(WHAT IS REQUIRED)
Write out, exactly as they appear, only the lines running from the line with "245L167 222L145 218L124" to the final line of the listing; include both.

(DATASET)
Start of Block
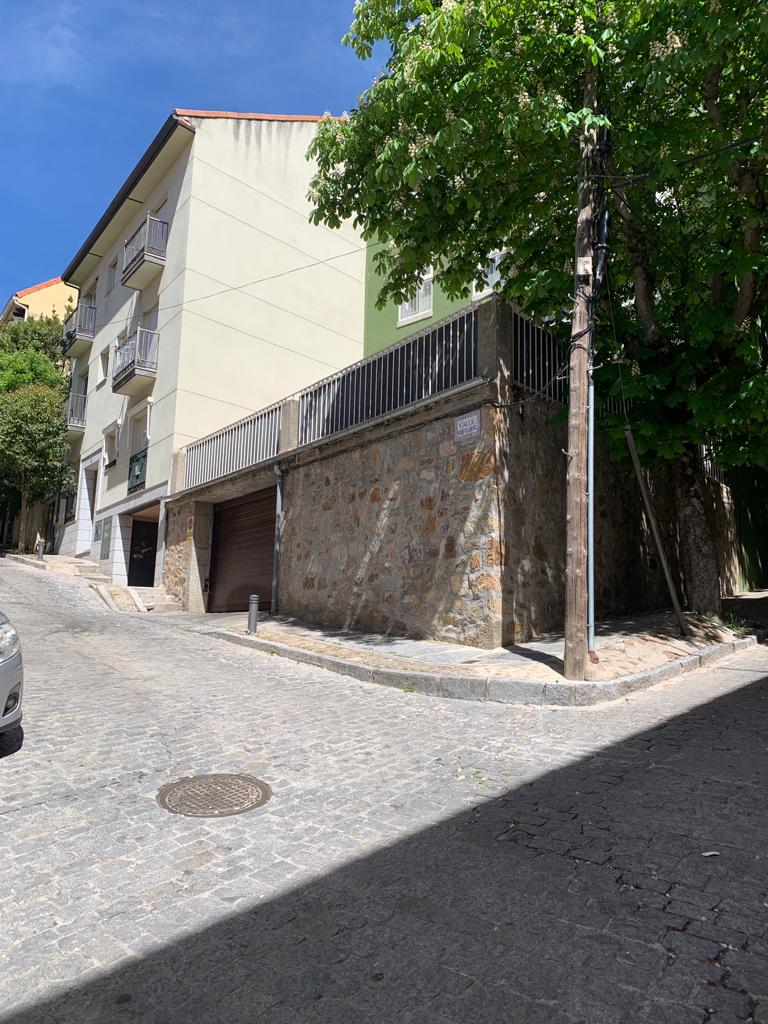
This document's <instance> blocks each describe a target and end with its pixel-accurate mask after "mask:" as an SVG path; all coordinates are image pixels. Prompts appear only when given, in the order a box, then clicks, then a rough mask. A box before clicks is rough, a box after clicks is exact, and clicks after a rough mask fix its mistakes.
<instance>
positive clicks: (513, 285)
mask: <svg viewBox="0 0 768 1024" xmlns="http://www.w3.org/2000/svg"><path fill="white" fill-rule="evenodd" d="M379 40H388V41H389V43H390V46H391V57H390V59H389V61H388V63H387V67H386V69H385V70H384V72H383V74H382V75H381V77H380V78H379V79H378V80H376V81H375V82H374V83H373V85H372V86H371V88H370V89H369V90H368V91H367V92H366V93H365V94H364V95H362V96H361V97H360V100H359V104H358V106H357V109H356V110H354V111H352V112H351V114H350V115H349V116H345V117H344V118H342V119H339V120H334V119H331V118H326V119H325V120H324V121H323V122H322V123H321V125H319V129H318V132H317V134H316V137H315V140H314V142H313V144H312V147H311V150H310V156H312V157H313V158H314V159H315V160H316V165H317V166H316V173H315V175H314V177H313V180H312V183H311V187H310V193H309V195H310V200H311V201H312V203H313V207H314V210H313V219H314V221H315V222H321V221H323V222H326V223H328V224H330V225H332V226H338V225H339V224H340V223H341V221H342V220H343V219H345V218H348V217H352V218H354V220H355V222H356V223H357V225H358V226H359V227H360V228H361V230H362V232H364V237H365V238H366V239H368V240H375V239H377V240H381V241H382V242H383V243H384V245H383V246H382V247H381V248H380V249H379V250H378V252H377V256H376V260H377V267H378V271H379V273H380V274H381V292H380V297H379V299H380V304H383V303H385V302H386V301H389V300H395V301H402V300H403V299H404V298H407V297H408V296H409V294H411V293H413V290H414V288H415V286H416V285H417V284H418V281H419V276H420V274H421V273H422V271H423V269H424V267H426V266H427V265H428V264H430V263H431V264H433V266H434V268H435V274H436V280H437V281H438V283H439V284H440V285H441V286H442V288H443V289H444V290H445V291H446V292H447V293H449V294H450V295H451V296H453V297H457V296H468V295H469V293H470V289H471V286H472V282H473V280H474V279H475V278H476V276H477V267H478V266H480V265H482V264H483V263H484V262H485V259H486V256H487V254H488V253H489V252H492V251H494V250H498V249H506V250H508V254H507V256H506V258H505V260H504V263H503V266H502V273H503V288H502V292H503V295H504V297H506V298H508V299H510V300H513V301H514V302H516V303H517V304H518V305H519V306H520V307H521V308H522V309H523V310H524V311H526V312H527V313H528V314H530V315H532V316H535V317H539V318H543V317H545V316H546V317H548V318H549V317H552V316H553V315H554V323H552V322H551V321H550V322H549V323H550V329H551V330H553V331H554V332H555V333H556V334H559V336H560V337H562V338H563V339H565V338H566V337H567V332H568V323H567V322H568V318H569V306H570V302H571V299H570V296H571V295H572V288H573V279H572V273H573V266H572V260H573V233H574V224H575V195H577V174H578V167H579V140H580V135H581V133H582V132H583V130H584V125H585V124H586V123H588V122H589V121H590V120H593V121H594V120H595V119H594V118H593V116H592V115H590V114H589V112H586V111H584V109H583V108H584V98H583V97H584V83H585V74H586V70H587V69H588V68H589V67H592V68H595V69H596V72H597V92H598V101H599V104H600V111H601V112H602V115H603V116H602V117H600V118H598V119H597V120H598V122H599V123H605V122H609V124H610V126H611V141H612V151H611V152H610V154H609V155H607V157H606V160H605V163H604V165H603V166H602V167H601V168H597V170H598V171H599V172H600V175H601V176H600V177H598V178H596V182H595V184H596V189H599V188H600V187H602V189H603V194H604V203H605V204H606V205H607V207H608V208H609V210H610V211H611V218H612V220H611V224H612V241H611V258H610V274H609V281H610V289H611V292H612V299H613V301H612V313H613V316H612V317H611V315H610V310H609V308H608V306H607V300H606V295H605V294H604V295H603V301H602V304H601V308H600V309H599V311H598V319H597V329H596V343H597V346H598V362H599V361H601V358H600V352H602V353H603V354H604V355H610V354H620V355H622V356H623V357H624V358H625V359H626V364H625V367H624V369H623V371H622V374H623V378H624V386H625V390H626V393H627V396H628V397H631V399H632V404H631V418H632V420H633V423H634V425H635V429H636V434H637V439H638V446H639V447H640V450H641V452H642V453H643V454H644V455H646V457H648V456H652V457H657V458H660V459H669V458H673V457H675V456H676V455H679V454H681V453H682V452H683V451H684V449H685V446H686V445H687V444H690V443H700V442H706V441H713V440H716V441H717V442H718V447H719V451H720V454H721V456H722V458H723V459H724V460H725V461H728V462H730V463H732V464H737V463H741V462H749V461H752V462H763V463H765V462H768V383H767V380H766V359H767V357H768V334H767V332H766V312H765V310H766V305H767V303H768V206H767V204H768V198H767V197H768V180H767V179H766V157H767V155H768V148H767V146H766V140H767V138H768V76H766V74H765V68H766V67H768V10H767V9H766V7H765V4H764V3H762V2H758V0H741V2H740V3H739V4H731V3H728V2H726V0H640V2H639V3H638V2H635V0H632V2H630V0H612V2H606V3H602V4H600V5H599V7H598V6H597V5H596V4H595V3H592V2H583V0H573V2H569V3H568V2H561V0H463V2H462V0H442V2H439V0H358V2H357V3H356V4H355V8H354V22H353V24H352V27H351V29H350V32H349V35H348V36H347V38H346V42H347V43H348V44H349V45H351V46H352V47H353V48H354V50H355V51H356V52H357V54H358V55H359V56H361V57H366V56H369V55H370V53H371V51H372V48H373V45H374V44H375V43H376V42H377V41H379ZM744 139H749V140H750V141H749V143H744V142H743V140H744ZM734 142H738V143H739V144H738V145H734V144H733V143H734ZM701 154H709V156H705V157H701V156H700V155H701ZM691 158H693V159H691ZM611 318H612V319H613V321H614V322H615V340H614V337H613V330H612V328H611ZM598 383H599V384H600V385H601V387H602V390H603V392H605V391H606V390H611V391H612V392H613V393H614V394H617V393H618V391H620V382H618V374H617V370H616V368H615V366H614V365H606V366H604V367H603V369H602V370H601V371H599V374H598ZM614 440H615V441H616V443H623V441H622V439H621V429H618V426H617V425H616V429H615V431H614Z"/></svg>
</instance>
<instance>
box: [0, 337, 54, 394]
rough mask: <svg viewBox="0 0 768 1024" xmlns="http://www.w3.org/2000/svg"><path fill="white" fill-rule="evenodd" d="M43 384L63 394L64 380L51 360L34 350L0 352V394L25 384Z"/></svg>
mask: <svg viewBox="0 0 768 1024" xmlns="http://www.w3.org/2000/svg"><path fill="white" fill-rule="evenodd" d="M34 383H38V384H45V385H46V386H47V387H55V388H58V389H59V391H61V392H62V393H63V388H65V379H63V377H62V376H61V374H60V373H59V371H58V370H56V368H55V367H54V366H53V364H52V362H51V360H50V359H49V358H48V356H47V355H45V354H44V353H43V352H42V351H40V350H39V349H36V348H31V347H30V348H22V349H19V350H16V351H8V352H3V351H0V392H4V391H14V390H15V389H16V388H18V387H22V386H23V385H25V384H34Z"/></svg>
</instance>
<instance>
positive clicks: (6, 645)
mask: <svg viewBox="0 0 768 1024" xmlns="http://www.w3.org/2000/svg"><path fill="white" fill-rule="evenodd" d="M23 688H24V669H23V668H22V642H20V641H19V639H18V634H17V633H16V631H15V630H14V629H13V627H12V626H11V625H10V623H9V622H8V620H7V617H6V616H5V615H4V614H3V613H2V611H0V733H3V732H7V731H8V730H10V729H15V727H16V726H17V725H19V724H20V721H22V690H23Z"/></svg>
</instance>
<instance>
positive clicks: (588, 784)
mask: <svg viewBox="0 0 768 1024" xmlns="http://www.w3.org/2000/svg"><path fill="white" fill-rule="evenodd" d="M0 607H1V608H2V609H3V610H4V611H5V612H6V613H7V614H8V616H9V617H10V618H11V620H12V621H13V623H14V624H15V625H16V626H17V627H18V630H19V632H20V634H22V637H23V642H24V654H25V671H26V693H25V723H24V727H25V736H24V742H23V744H22V746H20V749H14V744H13V743H12V742H11V741H10V740H9V739H5V740H0V755H2V756H1V757H0V822H2V826H1V828H0V863H1V864H2V886H1V887H0V893H2V934H1V936H0V1022H3V1024H10V1022H13V1024H33V1022H34V1024H38V1022H39V1024H43V1022H45V1024H113V1022H115V1024H122V1022H126V1024H128V1022H131V1024H136V1022H141V1024H144V1022H146V1024H190V1022H205V1024H240V1022H262V1021H263V1022H268V1024H304V1022H306V1024H315V1022H324V1024H386V1022H400V1024H422V1022H423V1024H473V1022H482V1024H497V1022H499V1024H501V1022H505V1024H507V1022H509V1024H529V1022H531V1024H532V1022H537V1024H545V1022H546V1024H575V1022H583V1024H705V1022H714V1024H730V1022H752V1024H768V870H767V869H766V868H767V864H768V815H767V814H766V811H767V810H768V808H767V807H766V804H767V803H768V648H766V647H765V646H758V647H756V648H754V649H752V650H751V651H748V652H745V653H742V654H739V655H735V656H734V657H732V658H730V659H729V660H727V662H725V663H722V664H721V665H719V666H717V667H716V668H715V669H714V670H712V671H699V672H697V673H694V674H691V675H688V676H685V677H681V678H678V679H675V680H672V681H670V682H667V683H663V684H660V685H659V686H657V687H654V688H652V689H649V690H645V691H641V692H638V693H636V694H633V695H632V696H630V697H628V698H625V699H622V700H620V701H616V702H614V703H610V705H604V706H598V707H594V708H585V709H549V708H541V707H539V708H536V707H515V706H494V705H482V703H475V702H470V701H461V700H445V699H437V698H433V697H427V696H422V695H418V694H415V693H407V692H402V691H399V690H393V689H388V688H384V687H377V686H375V685H372V684H369V683H360V682H355V681H353V680H351V679H349V678H346V677H341V676H336V675H334V674H332V673H329V672H325V671H322V670H316V669H312V668H310V667H308V666H301V665H298V664H295V663H292V662H288V660H284V659H281V658H278V657H270V656H268V655H264V654H261V653H258V652H254V651H250V650H248V649H245V648H239V647H234V646H230V645H227V644H224V643H218V642H216V641H212V640H210V639H207V638H205V637H203V636H200V635H194V634H189V633H186V632H183V631H181V630H180V629H179V628H178V627H177V626H174V625H172V624H170V623H164V622H163V618H162V616H152V615H139V614H135V615H128V614H124V615H117V614H112V613H110V612H108V611H106V610H105V608H104V607H103V606H102V605H101V604H100V603H99V601H98V599H97V598H96V596H95V595H94V594H93V592H92V591H90V590H89V589H88V588H87V587H86V586H85V585H84V584H82V583H81V582H79V581H76V580H70V579H67V578H62V577H58V575H57V574H56V573H53V572H40V571H36V570H34V569H31V568H28V567H26V566H22V565H12V564H10V563H7V562H0ZM205 772H243V773H249V774H253V775H256V776H257V777H259V778H261V779H264V780H265V781H266V782H268V783H269V785H270V786H271V787H272V791H273V796H272V799H271V801H270V802H269V803H267V804H266V805H265V806H264V807H262V808H259V809H258V810H255V811H252V812H250V813H246V814H243V815H239V816H233V817H225V818H220V819H210V818H208V819H206V818H184V817H180V816H178V815H174V814H169V813H168V812H166V811H164V810H163V809H161V808H160V807H159V805H158V804H157V802H156V796H157V793H158V791H159V790H160V787H161V786H162V785H164V784H165V783H167V782H171V781H173V780H175V779H179V778H181V777H183V776H187V775H193V774H198V773H205Z"/></svg>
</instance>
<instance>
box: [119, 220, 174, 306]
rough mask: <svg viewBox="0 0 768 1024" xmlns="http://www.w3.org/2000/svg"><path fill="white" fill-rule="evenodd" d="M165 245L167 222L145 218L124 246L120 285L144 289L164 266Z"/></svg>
mask: <svg viewBox="0 0 768 1024" xmlns="http://www.w3.org/2000/svg"><path fill="white" fill-rule="evenodd" d="M167 244H168V224H167V222H166V221H165V220H158V218H157V217H147V218H146V220H144V222H143V223H142V224H141V225H140V226H139V227H138V229H137V230H135V231H134V232H133V234H132V236H131V237H130V239H128V241H127V242H126V244H125V250H124V253H123V274H122V276H121V279H120V280H121V282H122V284H123V285H125V286H126V288H135V289H136V290H137V291H140V290H141V289H142V288H146V286H147V285H148V284H150V283H151V282H152V281H153V279H154V278H156V276H157V274H159V273H160V271H161V270H162V269H163V267H164V266H165V251H166V246H167Z"/></svg>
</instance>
End of Block
(FINISHED EXERCISE)
rough mask: <svg viewBox="0 0 768 1024" xmlns="http://www.w3.org/2000/svg"><path fill="white" fill-rule="evenodd" d="M165 245L167 222L145 218L124 246L120 285L144 289L164 266Z"/></svg>
mask: <svg viewBox="0 0 768 1024" xmlns="http://www.w3.org/2000/svg"><path fill="white" fill-rule="evenodd" d="M167 244H168V224H167V222H166V221H165V220H158V218H157V217H147V218H146V220H144V222H143V223H142V224H141V225H140V226H139V227H138V229H137V230H135V231H134V232H133V234H132V236H131V237H130V239H128V241H127V242H126V244H125V250H124V253H123V274H122V276H121V279H120V280H121V282H122V284H123V285H125V286H126V288H135V289H136V290H137V291H140V290H141V289H142V288H146V286H147V285H148V284H150V283H151V282H152V281H153V279H154V278H156V276H157V274H159V273H160V271H161V270H162V269H163V267H164V266H165V251H166V246H167Z"/></svg>
</instance>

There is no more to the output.